## TASK
In the BleakHouse debugging passage below, how much RAM does monit show the problem process using?

## PASSAGE SHOWN

In which I demonstrate my awesome debugging workflow, and ramble about BleakHouse and Ruby’s memory behavior.
how to debug
I’ve been running BleakHouse in actual, deployed production on CHOW, and have learned some interesting things. The ruby-bleak-house
build (which is really Eric Hodel’s work) is rock stable. Every deployed Ruby process on CHOW runs the patched build. BleakHouse itself is not enabled—the point is to have the symbols in place for emergencies.
Now say I notice a problem in a particular process. For example, monit shows this one using 300MB of RAM:
Let’s see what’s up. Using Mauricio’s gdb scripts, we can freeze the live process and inject ourselves into it:
chloe:~ eweaver$ ssh xx-xx.cnet.com
[eweaver@xx-xx.cnet.com ~]$ sudo -u app gdb ruby-bleak-house 20798
Attaching to program: /opt/ruby/1.8.6/bin/ruby-bleak-house, process 20798
(gdb) source ~/tools/ruby-gdb
(gdb) redirect_stdout
$1 = 2
(gdb)
Some poor user just got their request hung. Hopefully they’ll refresh it and get shifted to another mongrel.

## INFORMATION SHOWN

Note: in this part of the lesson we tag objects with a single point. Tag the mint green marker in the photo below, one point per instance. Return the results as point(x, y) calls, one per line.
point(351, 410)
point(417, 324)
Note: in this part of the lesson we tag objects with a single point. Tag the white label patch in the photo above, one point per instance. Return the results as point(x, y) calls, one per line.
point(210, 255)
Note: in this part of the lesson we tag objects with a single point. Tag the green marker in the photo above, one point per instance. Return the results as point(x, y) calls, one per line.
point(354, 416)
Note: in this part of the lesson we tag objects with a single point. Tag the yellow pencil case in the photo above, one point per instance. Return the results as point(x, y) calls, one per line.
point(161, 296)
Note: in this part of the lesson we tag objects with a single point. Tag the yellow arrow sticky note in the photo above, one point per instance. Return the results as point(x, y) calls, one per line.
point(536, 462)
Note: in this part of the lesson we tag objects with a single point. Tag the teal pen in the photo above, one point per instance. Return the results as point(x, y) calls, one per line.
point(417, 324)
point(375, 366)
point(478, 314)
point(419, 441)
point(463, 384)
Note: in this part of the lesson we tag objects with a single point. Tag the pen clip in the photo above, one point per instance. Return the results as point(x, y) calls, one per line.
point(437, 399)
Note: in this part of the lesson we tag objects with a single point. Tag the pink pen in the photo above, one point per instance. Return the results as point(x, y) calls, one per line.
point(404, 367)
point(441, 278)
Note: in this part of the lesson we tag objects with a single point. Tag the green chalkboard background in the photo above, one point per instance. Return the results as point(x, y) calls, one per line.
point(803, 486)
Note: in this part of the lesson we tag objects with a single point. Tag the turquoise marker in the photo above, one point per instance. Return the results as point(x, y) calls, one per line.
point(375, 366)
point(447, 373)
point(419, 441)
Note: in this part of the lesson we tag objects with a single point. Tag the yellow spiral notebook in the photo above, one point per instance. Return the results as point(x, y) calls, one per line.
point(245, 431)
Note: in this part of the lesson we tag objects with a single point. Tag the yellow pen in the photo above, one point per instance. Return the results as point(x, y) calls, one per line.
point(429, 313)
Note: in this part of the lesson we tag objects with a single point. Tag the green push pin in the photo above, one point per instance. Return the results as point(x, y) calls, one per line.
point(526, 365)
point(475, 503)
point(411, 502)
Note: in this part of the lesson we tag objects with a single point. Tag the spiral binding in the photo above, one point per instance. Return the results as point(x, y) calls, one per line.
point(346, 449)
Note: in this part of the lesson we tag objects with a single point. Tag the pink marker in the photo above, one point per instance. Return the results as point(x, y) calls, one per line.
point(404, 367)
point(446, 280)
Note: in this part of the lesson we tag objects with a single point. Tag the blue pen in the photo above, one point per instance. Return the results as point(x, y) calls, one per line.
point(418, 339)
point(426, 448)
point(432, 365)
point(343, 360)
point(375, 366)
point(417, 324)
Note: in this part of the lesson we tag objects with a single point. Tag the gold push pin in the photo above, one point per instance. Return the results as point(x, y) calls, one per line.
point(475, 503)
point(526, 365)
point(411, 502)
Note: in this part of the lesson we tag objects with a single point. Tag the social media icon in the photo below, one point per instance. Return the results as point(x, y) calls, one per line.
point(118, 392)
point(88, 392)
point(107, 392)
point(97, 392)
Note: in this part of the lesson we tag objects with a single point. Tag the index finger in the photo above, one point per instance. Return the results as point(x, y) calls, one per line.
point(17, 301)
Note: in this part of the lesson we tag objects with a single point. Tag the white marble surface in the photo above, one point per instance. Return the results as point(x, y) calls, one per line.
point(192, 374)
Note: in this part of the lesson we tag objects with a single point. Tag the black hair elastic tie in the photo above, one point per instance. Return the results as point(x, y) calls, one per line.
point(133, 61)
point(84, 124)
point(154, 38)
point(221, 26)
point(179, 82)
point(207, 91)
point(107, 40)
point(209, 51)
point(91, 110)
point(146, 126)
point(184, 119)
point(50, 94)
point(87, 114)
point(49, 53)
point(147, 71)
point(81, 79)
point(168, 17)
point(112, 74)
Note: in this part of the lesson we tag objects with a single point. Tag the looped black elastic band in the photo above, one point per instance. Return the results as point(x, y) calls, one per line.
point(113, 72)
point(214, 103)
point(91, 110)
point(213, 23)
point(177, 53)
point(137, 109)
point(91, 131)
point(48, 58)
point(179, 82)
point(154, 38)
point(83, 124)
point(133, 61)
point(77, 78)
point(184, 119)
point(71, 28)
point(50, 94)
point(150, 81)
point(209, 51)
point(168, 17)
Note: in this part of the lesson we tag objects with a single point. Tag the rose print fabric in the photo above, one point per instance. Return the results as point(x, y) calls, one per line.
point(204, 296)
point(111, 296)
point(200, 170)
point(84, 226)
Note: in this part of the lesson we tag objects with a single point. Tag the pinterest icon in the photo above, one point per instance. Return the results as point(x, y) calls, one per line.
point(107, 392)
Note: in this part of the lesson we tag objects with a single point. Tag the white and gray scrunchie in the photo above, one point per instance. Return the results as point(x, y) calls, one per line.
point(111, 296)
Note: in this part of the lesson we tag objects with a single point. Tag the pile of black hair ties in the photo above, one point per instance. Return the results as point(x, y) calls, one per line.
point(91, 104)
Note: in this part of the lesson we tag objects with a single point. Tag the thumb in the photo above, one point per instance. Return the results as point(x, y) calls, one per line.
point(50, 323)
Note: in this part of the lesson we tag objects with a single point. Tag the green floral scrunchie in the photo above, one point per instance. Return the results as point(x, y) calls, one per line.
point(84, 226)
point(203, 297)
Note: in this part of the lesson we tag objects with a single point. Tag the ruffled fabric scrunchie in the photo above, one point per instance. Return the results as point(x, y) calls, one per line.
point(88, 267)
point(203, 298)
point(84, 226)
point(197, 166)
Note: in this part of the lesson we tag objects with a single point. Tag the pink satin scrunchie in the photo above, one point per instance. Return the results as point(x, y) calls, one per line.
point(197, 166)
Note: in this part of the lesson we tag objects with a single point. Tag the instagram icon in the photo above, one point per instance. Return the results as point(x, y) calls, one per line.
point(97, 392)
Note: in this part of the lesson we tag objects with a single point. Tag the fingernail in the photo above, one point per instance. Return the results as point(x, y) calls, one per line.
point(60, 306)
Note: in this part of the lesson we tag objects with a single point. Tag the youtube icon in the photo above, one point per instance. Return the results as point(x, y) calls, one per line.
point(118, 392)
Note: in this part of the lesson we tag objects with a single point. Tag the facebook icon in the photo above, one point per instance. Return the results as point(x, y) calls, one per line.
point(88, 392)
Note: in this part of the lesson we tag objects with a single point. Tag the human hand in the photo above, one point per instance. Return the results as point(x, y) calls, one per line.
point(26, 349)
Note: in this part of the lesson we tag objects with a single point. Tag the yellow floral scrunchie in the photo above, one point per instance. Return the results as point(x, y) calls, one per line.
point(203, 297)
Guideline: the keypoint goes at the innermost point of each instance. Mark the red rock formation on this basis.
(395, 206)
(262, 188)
---
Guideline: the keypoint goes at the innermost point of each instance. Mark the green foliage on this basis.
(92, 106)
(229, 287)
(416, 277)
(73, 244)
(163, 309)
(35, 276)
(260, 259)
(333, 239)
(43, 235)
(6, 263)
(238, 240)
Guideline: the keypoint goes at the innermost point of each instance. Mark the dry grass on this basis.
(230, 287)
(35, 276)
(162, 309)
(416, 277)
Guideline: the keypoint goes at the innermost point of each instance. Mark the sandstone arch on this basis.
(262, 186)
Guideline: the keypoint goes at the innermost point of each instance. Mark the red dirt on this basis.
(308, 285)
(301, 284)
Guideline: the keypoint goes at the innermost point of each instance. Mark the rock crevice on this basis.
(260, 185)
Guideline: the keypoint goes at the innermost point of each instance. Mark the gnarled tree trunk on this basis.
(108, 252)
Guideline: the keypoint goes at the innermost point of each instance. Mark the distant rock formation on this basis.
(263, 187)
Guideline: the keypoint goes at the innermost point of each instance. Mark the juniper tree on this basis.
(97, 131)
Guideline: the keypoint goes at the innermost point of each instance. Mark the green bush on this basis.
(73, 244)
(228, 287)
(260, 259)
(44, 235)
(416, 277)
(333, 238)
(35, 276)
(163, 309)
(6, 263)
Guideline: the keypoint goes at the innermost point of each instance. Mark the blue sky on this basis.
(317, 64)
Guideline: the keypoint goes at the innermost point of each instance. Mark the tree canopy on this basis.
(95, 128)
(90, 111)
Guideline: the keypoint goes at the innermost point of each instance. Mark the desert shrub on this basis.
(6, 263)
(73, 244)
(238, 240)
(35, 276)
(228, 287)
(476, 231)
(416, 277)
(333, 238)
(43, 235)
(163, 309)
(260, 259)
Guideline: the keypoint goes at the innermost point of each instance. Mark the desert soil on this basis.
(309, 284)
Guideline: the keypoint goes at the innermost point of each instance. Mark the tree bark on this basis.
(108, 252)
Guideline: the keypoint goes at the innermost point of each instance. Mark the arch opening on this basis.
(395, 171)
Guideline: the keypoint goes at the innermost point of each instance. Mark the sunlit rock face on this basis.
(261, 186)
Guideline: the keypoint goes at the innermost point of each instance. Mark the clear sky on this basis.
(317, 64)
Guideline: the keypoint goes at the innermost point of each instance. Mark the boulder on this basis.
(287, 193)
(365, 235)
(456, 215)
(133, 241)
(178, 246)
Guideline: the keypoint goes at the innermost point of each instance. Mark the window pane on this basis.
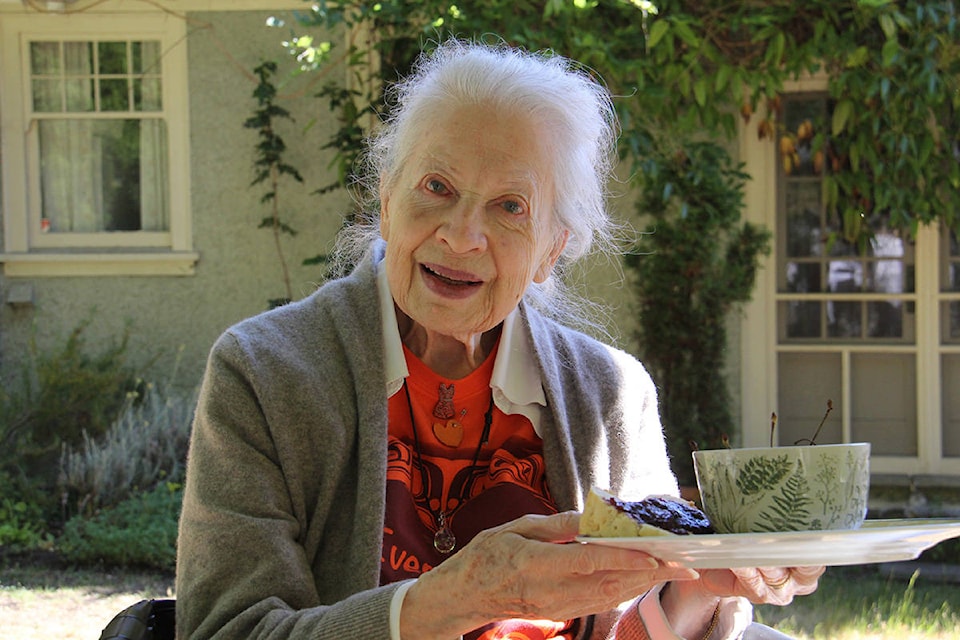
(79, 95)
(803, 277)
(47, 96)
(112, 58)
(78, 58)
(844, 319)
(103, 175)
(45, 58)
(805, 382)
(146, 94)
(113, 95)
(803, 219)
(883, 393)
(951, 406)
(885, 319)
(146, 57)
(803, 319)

## CORRECT ANSWER
300MB